_PROVIDED TEXT_

>>>>

It’s 8 p.m., her girls are in bed, and Katie O’Hagan stands before the blank canvas in her cluttered, 90-square-foot studio with her dog, Seamus. “Painting is a solitary process that I want to get totally lost in,” she says.
“I want to sing along to the music, talk to my dog, talk to myself, curse at my painting if it doesn’t cooperate. It sounds selfish, but I don’t want to have to think about another person, make small talk or give breaks. Besides, I’m pretty sure a model who’d agree to work during my typical hours of 8 p.m. to 3 a.m. would be kind of expensive.”
For the next 15 or so minutes, referring at times to several of the 10 photos on the monitor next to her easel, O’Hagan waves her hands around, measures proportions in the air and doesn’t make any marks. The placement of that first element is important, and — with no detailed drawing to refer to and no block-in on the canvas — she’s still considering where to begin. If this energetic long-distance runner had room to pace and if it would help hasten that first stroke, she would. Impatient, she finally takes her brush and starts to paint — her subject’s right eye.

<<<<

_RECORD EXCERPTS_
>>>>

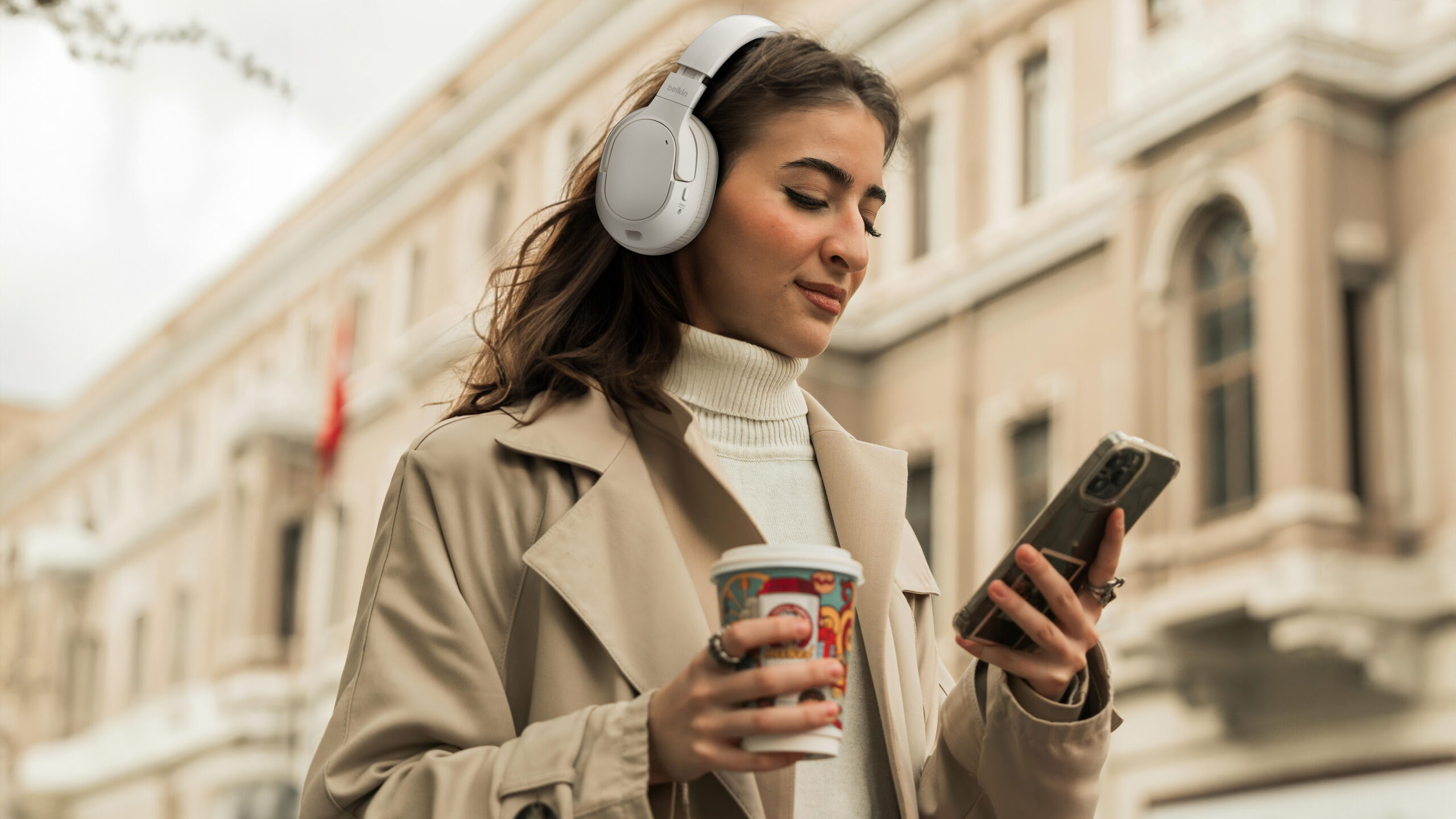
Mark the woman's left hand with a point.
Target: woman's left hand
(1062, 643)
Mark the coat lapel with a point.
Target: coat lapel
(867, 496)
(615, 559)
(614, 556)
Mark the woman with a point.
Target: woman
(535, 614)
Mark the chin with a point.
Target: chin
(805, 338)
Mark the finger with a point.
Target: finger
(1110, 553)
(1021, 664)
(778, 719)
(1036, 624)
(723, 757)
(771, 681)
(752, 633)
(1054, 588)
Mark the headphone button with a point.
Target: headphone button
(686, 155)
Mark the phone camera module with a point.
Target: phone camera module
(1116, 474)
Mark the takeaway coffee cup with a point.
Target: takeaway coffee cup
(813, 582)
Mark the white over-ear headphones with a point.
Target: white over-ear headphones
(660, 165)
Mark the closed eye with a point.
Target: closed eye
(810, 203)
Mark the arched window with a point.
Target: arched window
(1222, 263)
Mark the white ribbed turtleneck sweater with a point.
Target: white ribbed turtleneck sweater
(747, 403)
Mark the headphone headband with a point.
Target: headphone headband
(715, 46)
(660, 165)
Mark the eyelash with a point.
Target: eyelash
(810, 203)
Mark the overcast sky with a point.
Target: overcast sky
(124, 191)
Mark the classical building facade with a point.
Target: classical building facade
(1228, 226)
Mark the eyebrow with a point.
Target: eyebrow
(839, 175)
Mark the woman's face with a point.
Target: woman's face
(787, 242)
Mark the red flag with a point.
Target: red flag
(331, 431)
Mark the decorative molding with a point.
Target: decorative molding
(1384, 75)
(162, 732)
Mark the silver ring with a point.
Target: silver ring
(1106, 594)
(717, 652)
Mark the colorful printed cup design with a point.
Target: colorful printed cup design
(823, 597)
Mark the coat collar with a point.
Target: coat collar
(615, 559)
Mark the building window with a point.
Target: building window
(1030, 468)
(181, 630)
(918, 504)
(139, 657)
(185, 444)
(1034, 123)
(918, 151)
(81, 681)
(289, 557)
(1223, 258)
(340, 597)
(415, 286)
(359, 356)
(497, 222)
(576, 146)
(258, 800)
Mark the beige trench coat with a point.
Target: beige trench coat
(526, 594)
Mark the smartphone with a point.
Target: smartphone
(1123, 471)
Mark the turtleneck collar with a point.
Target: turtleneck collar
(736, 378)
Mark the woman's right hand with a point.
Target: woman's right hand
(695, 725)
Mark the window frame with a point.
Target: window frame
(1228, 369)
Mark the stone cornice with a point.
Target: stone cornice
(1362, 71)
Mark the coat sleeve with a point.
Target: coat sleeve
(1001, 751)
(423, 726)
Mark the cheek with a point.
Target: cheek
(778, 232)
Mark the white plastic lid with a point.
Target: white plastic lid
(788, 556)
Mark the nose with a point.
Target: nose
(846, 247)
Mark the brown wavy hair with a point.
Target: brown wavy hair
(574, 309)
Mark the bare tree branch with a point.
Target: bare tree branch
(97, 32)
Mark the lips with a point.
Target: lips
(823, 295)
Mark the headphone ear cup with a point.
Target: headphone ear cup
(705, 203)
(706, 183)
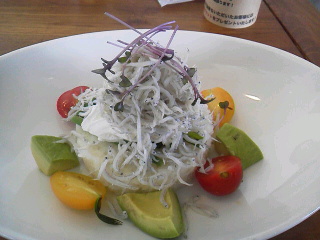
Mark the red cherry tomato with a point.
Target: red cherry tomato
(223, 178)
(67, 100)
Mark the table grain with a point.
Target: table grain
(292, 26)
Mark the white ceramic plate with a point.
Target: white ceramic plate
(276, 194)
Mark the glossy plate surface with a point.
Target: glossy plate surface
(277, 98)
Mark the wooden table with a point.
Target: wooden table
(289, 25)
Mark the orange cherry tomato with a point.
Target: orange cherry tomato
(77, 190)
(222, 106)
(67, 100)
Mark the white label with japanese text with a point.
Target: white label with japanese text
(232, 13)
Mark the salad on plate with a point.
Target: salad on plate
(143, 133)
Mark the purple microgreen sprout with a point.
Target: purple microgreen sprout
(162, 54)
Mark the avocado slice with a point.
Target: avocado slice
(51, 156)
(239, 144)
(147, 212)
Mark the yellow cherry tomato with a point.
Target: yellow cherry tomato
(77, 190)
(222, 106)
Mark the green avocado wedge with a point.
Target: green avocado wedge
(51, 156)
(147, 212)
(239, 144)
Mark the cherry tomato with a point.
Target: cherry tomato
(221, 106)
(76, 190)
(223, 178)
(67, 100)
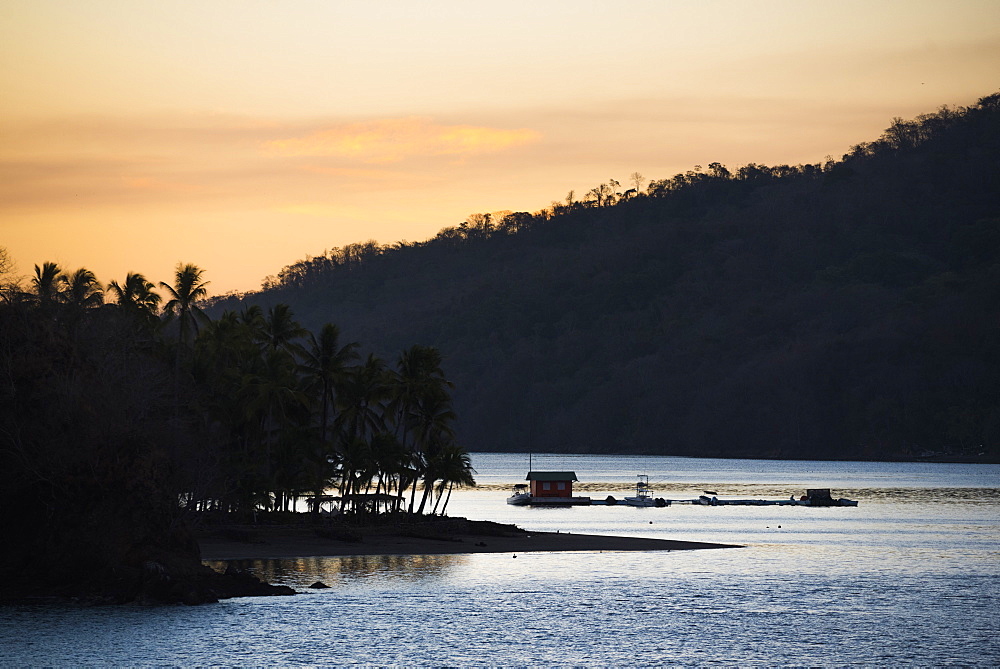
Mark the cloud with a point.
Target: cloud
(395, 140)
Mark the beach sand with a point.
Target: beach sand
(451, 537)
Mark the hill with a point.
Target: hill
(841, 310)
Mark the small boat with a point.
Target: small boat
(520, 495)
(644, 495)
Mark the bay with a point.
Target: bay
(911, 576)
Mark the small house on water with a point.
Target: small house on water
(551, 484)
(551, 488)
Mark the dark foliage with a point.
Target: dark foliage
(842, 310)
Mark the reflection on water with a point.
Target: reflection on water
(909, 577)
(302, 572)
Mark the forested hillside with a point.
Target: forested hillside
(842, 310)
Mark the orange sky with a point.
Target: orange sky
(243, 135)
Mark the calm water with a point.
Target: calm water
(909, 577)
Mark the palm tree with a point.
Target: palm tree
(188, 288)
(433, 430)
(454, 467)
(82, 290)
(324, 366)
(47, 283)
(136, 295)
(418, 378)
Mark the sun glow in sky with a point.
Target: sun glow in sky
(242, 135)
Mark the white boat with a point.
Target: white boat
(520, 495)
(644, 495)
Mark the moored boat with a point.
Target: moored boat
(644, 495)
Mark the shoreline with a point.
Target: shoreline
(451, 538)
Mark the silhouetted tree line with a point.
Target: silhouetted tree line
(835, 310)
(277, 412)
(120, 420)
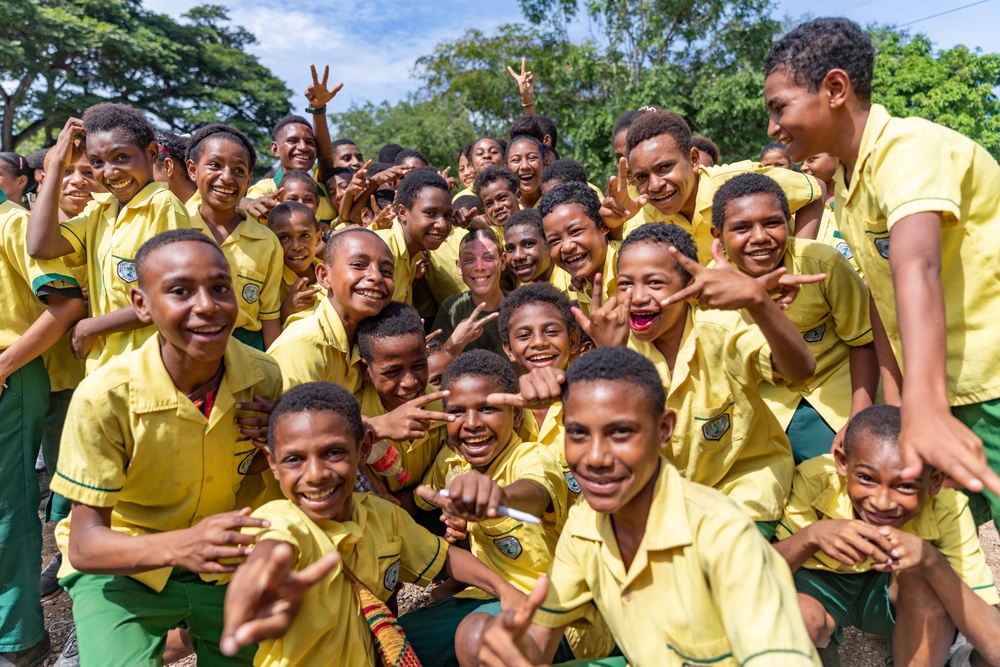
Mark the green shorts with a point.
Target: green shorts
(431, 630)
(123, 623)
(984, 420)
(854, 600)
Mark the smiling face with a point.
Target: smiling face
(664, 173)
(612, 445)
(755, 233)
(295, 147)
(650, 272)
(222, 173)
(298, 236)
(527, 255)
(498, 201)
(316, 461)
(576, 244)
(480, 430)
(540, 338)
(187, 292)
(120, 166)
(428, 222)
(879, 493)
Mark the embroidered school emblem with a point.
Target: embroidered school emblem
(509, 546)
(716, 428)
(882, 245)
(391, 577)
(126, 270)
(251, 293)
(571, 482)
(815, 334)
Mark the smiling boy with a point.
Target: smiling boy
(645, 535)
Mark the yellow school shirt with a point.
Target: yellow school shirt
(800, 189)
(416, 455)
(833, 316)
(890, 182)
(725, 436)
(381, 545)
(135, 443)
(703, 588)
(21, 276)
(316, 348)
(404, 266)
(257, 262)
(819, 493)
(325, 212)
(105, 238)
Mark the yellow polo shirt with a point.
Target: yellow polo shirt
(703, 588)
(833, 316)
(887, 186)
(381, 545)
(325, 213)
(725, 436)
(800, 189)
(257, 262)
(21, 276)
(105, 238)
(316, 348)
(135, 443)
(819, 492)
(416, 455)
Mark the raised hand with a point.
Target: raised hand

<<<<

_WORK TO DO_
**1)** Using the text about Katie O'Hagan's painting, say whether each statement agrees with it, answering yes or no and quoting the deciding words. (a) O'Hagan usually paints from 8 p.m. to 3 a.m. (b) O'Hagan begins with a detailed drawing to refer to. (c) Her studio is 90 square feet.
**2)** In the text about Katie O'Hagan's painting, what part of her subject does O'Hagan paint first?
**3)** From the text about Katie O'Hagan's painting, return the passage from "For the next" up to and including "subject’s right eye.".
The listing has nothing to do with the text about Katie O'Hagan's painting.

_SOLVED TASKS_
**1)**
(a) Yes: "my typical hours of 8 p.m. to 3 a.m."
(b) No: "with no detailed drawing to refer to and no block-in on the canvas"
(c) Yes: "her cluttered, 90-square-foot studio"

**2)** Her subject's right eye.

**3)**
For the next 15 or so minutes, referring at times to several of the 10 photos on the monitor next to her easel, O’Hagan waves her hands around, measures proportions in the air and doesn’t make any marks. The placement of that first element is important, and — with no detailed drawing to refer to and no block-in on the canvas — she’s still considering where to begin. If this energetic long-distance runner had room to pace and if it would help hasten that first stroke, she would. Impatient, she finally takes her brush and starts to paint — her subject’s right eye.